[begin TASK INPUT]
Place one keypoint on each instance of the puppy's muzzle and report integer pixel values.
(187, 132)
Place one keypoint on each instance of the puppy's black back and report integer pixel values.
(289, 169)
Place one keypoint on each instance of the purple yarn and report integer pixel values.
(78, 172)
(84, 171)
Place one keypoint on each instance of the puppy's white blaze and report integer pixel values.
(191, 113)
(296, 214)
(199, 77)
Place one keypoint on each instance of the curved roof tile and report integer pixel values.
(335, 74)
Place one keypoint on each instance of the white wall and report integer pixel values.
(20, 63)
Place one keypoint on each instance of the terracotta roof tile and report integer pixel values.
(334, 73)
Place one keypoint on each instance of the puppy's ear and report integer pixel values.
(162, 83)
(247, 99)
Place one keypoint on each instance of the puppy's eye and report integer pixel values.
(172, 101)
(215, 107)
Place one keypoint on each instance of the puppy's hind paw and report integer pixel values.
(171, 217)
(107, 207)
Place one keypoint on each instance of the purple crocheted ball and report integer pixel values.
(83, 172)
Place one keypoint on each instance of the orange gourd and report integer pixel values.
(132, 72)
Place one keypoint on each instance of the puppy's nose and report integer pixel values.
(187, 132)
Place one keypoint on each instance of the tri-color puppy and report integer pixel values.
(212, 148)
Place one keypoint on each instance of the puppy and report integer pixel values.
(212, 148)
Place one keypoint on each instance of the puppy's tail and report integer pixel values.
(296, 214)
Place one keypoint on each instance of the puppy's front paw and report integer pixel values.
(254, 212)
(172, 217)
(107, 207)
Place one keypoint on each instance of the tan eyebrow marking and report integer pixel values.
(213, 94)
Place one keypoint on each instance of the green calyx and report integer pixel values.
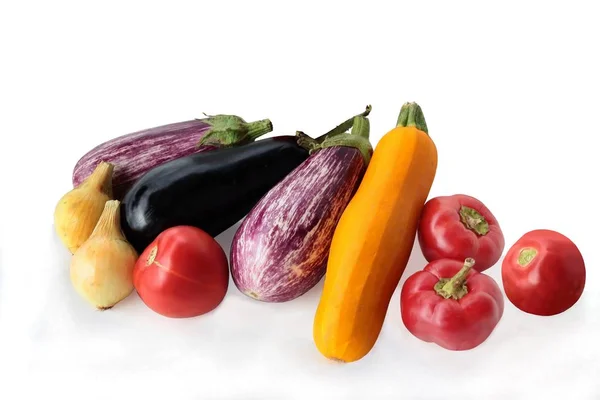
(455, 287)
(231, 130)
(344, 126)
(526, 255)
(358, 137)
(474, 221)
(412, 115)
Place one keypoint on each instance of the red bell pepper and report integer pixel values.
(451, 304)
(543, 273)
(459, 227)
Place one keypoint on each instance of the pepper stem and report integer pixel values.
(474, 221)
(455, 287)
(231, 130)
(412, 115)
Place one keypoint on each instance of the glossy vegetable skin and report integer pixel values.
(543, 273)
(136, 153)
(452, 305)
(458, 227)
(374, 238)
(210, 191)
(280, 250)
(182, 274)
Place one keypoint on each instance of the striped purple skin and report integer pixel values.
(280, 250)
(136, 153)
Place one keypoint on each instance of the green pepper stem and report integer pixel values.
(474, 221)
(412, 115)
(455, 287)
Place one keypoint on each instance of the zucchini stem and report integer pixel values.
(412, 115)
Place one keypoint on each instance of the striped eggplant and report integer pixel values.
(136, 153)
(280, 250)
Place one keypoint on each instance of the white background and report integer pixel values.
(511, 95)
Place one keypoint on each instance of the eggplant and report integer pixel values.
(281, 248)
(136, 153)
(210, 190)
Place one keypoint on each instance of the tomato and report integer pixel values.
(543, 273)
(459, 227)
(182, 273)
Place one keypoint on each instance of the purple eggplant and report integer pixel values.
(136, 153)
(281, 248)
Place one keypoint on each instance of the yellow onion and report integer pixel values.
(102, 268)
(78, 211)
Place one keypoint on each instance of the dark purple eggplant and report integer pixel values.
(280, 250)
(136, 153)
(211, 190)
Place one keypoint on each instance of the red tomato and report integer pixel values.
(182, 273)
(458, 227)
(543, 273)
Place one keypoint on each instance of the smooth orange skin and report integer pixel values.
(372, 244)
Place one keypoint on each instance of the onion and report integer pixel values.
(102, 268)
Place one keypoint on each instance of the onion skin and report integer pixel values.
(280, 250)
(78, 211)
(101, 269)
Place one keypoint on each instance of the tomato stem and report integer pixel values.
(455, 287)
(526, 255)
(412, 115)
(474, 221)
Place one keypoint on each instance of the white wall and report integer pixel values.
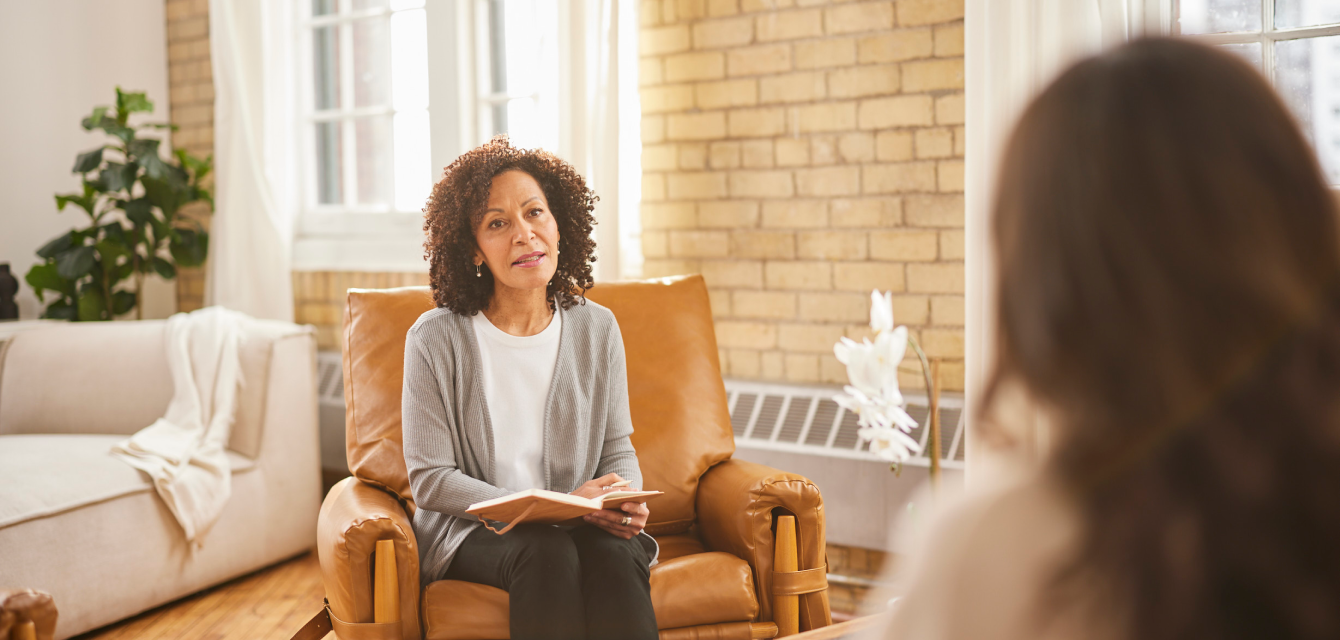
(58, 60)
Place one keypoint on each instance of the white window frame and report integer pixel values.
(347, 238)
(1268, 36)
(373, 238)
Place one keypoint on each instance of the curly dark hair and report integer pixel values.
(457, 205)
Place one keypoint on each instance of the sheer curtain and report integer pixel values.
(1013, 50)
(600, 129)
(252, 229)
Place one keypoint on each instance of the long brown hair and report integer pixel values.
(1169, 261)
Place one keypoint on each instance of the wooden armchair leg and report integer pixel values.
(785, 609)
(386, 587)
(24, 631)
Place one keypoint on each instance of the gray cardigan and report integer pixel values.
(449, 439)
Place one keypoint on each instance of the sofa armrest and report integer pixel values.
(353, 518)
(736, 504)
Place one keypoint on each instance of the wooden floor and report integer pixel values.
(270, 604)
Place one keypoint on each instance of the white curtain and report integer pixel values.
(252, 229)
(600, 123)
(1013, 50)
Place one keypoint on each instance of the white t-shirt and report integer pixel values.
(517, 371)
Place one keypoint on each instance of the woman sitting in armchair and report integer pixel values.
(516, 382)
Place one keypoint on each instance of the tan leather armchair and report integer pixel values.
(716, 521)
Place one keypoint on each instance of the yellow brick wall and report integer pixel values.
(799, 154)
(796, 153)
(190, 97)
(319, 297)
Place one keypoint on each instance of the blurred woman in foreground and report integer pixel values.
(1169, 297)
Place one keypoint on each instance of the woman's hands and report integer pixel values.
(596, 488)
(611, 520)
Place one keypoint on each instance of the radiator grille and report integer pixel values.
(806, 419)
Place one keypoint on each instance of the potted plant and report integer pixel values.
(133, 198)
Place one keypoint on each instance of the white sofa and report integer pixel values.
(90, 529)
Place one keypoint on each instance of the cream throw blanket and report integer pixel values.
(184, 451)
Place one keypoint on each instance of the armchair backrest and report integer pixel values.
(678, 402)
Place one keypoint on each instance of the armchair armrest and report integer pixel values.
(353, 518)
(736, 504)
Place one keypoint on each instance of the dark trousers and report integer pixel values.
(563, 584)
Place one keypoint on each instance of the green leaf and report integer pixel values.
(164, 268)
(75, 263)
(60, 311)
(117, 177)
(95, 119)
(145, 151)
(91, 305)
(122, 301)
(43, 276)
(154, 165)
(130, 103)
(87, 161)
(189, 247)
(110, 249)
(138, 210)
(126, 134)
(50, 249)
(115, 233)
(161, 194)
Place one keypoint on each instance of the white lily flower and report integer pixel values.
(874, 395)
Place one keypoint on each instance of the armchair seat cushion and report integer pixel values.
(42, 475)
(688, 591)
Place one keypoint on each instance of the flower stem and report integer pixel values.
(933, 415)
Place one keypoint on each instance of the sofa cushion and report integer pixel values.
(43, 475)
(689, 591)
(122, 382)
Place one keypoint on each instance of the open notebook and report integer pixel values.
(550, 508)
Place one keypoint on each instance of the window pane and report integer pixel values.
(531, 40)
(371, 63)
(409, 59)
(521, 126)
(373, 137)
(1308, 78)
(328, 174)
(1249, 51)
(413, 164)
(497, 48)
(1218, 16)
(524, 58)
(326, 67)
(1305, 12)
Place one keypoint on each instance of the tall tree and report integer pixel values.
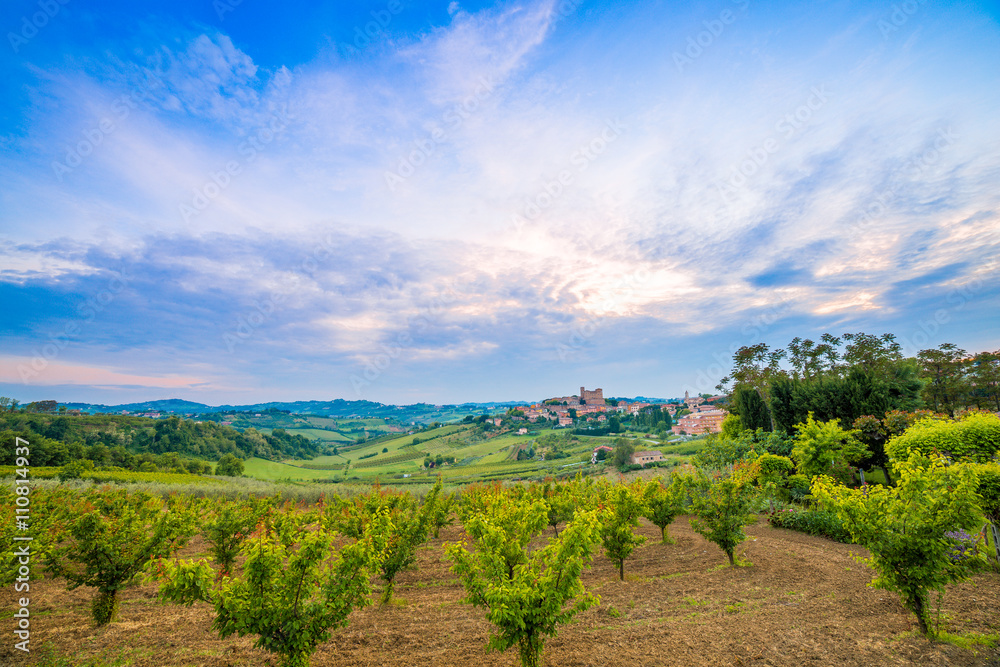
[end TASK INPUT]
» **TASK INSTRUCTIONS**
Pick out every line in the items above that contains the word "roof", matching case exactly, and copy each one.

» **EXERCISE RESULT**
Place one keypoint on each instance of the curved roof tile and report integer pixel values.
Place one keypoint on each instance of the terracotta roof tile and report integer pixel values.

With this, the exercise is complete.